Task to carry out - Rewrite the following lines as a numbered list, skipping any blank lines and leaving the pictures out.

Dataset excerpts -
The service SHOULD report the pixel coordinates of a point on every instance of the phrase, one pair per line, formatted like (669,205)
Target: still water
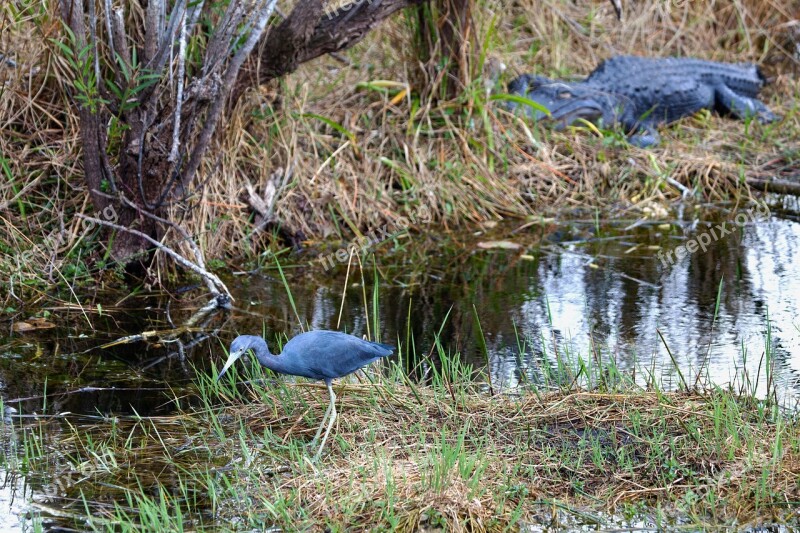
(505,298)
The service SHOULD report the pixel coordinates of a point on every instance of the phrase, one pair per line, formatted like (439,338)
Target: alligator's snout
(566,103)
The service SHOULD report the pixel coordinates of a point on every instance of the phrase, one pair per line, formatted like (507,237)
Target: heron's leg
(321,425)
(330,422)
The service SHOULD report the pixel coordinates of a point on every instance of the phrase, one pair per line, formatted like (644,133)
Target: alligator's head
(566,102)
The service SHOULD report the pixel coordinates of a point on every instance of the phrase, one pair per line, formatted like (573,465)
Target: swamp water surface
(598,289)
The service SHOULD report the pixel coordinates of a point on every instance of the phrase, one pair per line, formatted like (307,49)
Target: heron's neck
(265,358)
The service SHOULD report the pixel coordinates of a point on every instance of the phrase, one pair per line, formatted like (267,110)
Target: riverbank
(405,455)
(351,148)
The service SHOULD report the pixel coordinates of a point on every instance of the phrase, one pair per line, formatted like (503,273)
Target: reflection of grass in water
(406,455)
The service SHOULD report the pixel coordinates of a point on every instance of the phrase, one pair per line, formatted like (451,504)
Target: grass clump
(446,454)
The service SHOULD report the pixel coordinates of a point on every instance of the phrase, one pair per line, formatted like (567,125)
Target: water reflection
(599,290)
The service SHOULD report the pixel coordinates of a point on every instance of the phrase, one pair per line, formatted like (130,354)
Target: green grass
(407,455)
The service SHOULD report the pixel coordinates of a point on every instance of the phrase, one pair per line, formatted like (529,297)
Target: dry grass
(405,458)
(463,161)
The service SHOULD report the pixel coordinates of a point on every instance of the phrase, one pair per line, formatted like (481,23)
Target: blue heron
(319,354)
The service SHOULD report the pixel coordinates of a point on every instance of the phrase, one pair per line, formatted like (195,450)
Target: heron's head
(239,347)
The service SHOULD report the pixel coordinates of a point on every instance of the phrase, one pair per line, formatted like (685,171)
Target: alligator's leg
(743,107)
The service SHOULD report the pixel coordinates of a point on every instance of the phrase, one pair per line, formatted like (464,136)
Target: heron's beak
(617,8)
(232,357)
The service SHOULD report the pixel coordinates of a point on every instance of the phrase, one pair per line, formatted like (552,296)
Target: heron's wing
(330,354)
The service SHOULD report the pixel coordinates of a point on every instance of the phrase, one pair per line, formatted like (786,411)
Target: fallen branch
(775,185)
(222,296)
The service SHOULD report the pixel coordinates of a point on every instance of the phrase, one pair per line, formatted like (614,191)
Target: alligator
(640,93)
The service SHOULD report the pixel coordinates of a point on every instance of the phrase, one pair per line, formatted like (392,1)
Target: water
(597,288)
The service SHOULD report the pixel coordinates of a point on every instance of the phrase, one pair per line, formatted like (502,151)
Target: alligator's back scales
(640,93)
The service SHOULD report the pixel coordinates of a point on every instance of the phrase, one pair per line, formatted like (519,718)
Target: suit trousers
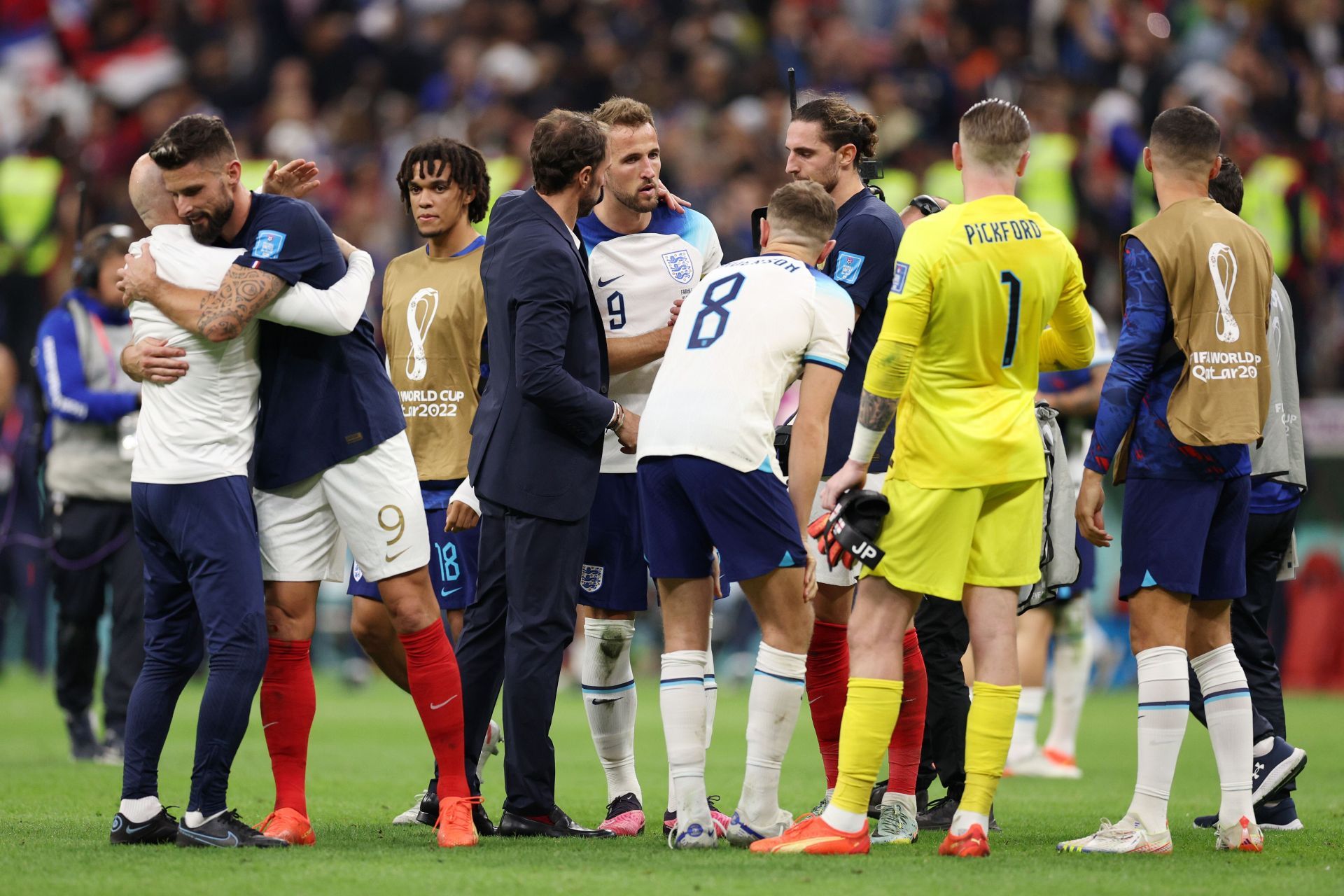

Result of the exercise -
1. The service SHOULD report the pixel coordinates of a point on every instance of the phrase, one pair per line, formatted like (669,205)
2. Target: still water
3. (505,298)
4. The service SHOULD report the pixel coordinates of a point on every instance of the phrase, one pair per line, formatted like (439,338)
5. Target: alligator's snout
6. (566,103)
7. The service SHOULD report the pixel coordinates of a point on every instance of the phrase, one pair per line, formatted like (507,237)
8. Target: heron's leg
9. (321,425)
10. (330,422)
11. The service SHOULD report the pixel coordinates of a point on every instance of the phrase, one pair per line, formatted like (644,133)
12. Target: alligator's head
13. (566,102)
14. The service SHOULD report the pixel coordinates of a point on every instance of the phrase, one pair per line, formatted like (573,465)
15. Target: swamp water surface
16. (598,289)
17. The service SHOULD report the pixel coordinates of a point on every instance of the phrase, one pair per line, formatted like (307,49)
18. Target: heron's neck
19. (265,358)
20. The service SHOULD report the pixel coordinates of a point on every instance of the phrase, one pair per line, formatted like (267,110)
21. Target: riverbank
22. (405,455)
23. (351,148)
24. The service SHOULD report the pixel coordinates of a point on every instance of the phrase, one pair per line, formatted like (503,273)
25. Target: reflection of grass in water
26. (406,455)
27. The service SHOULD report the pixel coordinates of a point on every instance of the phrase, one pair per line, formatted like (451,504)
28. Target: grass clump
29. (446,454)
30. The service SHOULD report the pixel coordinates of a point on every instance of the phrase, one pair per line, formatted like (567,125)
31. Target: water reflection
32. (599,290)
33. The service SHOULD report the pixel coordinates of a point on every instance of the phrase, one pair per line, formatted like (130,354)
34. Target: green grass
35. (407,455)
36. The service SHOULD report the pixel coordinates of a point on every instance of the phrase, one pair per line, formatted like (529,297)
37. Target: dry grass
38. (405,458)
39. (463,161)
40. The service SHOULD report the pixel coordinates of a point on every instance of the phrase, one pair per line, formatted like (481,23)
41. Target: blue heron
42. (319,354)
43. The service SHOULD report the pixel coordinates of a point on every instance of the phrase, one pair per line, formatted like (195,450)
44. Target: heron's head
45. (239,347)
46. The service SHOULD report the pixel coordinates of a point on every instance of the phrase, one pair per line, formatted like (685,171)
47. Target: alligator's leg
48. (743,107)
49. The service SHOULD report the pixel coordinates of a point on every instance of the phrase, one pair per line, formatted like (464,136)
50. Target: heron's beak
51. (617,8)
52. (232,357)
53. The service SHOULD report the pixel coordinates of a point on every instance of the phrase, one pair per line, formatted like (552,296)
54. Target: heron's wing
55. (330,354)
56. The service SHOULD report the pixel coordinates of a point on every instance of the phrase, one pair per line, formatted like (786,411)
57. Target: fallen branch
58. (775,185)
59. (222,296)
60. The service SHOULD report the pixel coordinates of a point on every instance of the phrase, one pair per line, formatted like (614,191)
61. Target: alligator
62. (640,93)
63. The service SHOULD report the pixel coordinates of a point on every instance of the phrase, one pair per line, formatted like (392,1)
64. Target: water
65. (597,288)
66. The service SHOULD report the pixel coordinates of a point on every instance of the phrase, one pair per line, formatted like (502,151)
67. Target: alligator's back scales
68. (640,93)
69. The service SHOULD report the pixel coordinates of a point on every instance of the phrase, one pair per line, formatted like (519,718)
70. Target: suit trousers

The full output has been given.